-- Start --

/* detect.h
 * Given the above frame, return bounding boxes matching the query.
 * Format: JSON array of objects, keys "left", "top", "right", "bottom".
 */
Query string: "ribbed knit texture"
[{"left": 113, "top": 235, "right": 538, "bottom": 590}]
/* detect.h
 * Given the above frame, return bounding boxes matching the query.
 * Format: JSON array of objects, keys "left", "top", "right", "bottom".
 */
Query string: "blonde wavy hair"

-- End --

Print every one of the rows above again, character for character, with no changes.

/* detect.h
 * Given the above frame, return bounding boxes matching the query.
 * Format: JSON array of objects, keys "left", "top", "right", "bottom".
 */
Query string: "ribbed knit texture"
[{"left": 113, "top": 235, "right": 538, "bottom": 590}]
/* detect.h
 * Given the above frame, return bounding boxes matching the query.
 * Format: JSON array of objects, keys "left", "top", "right", "bottom".
 */
Query string: "blonde wavy hair"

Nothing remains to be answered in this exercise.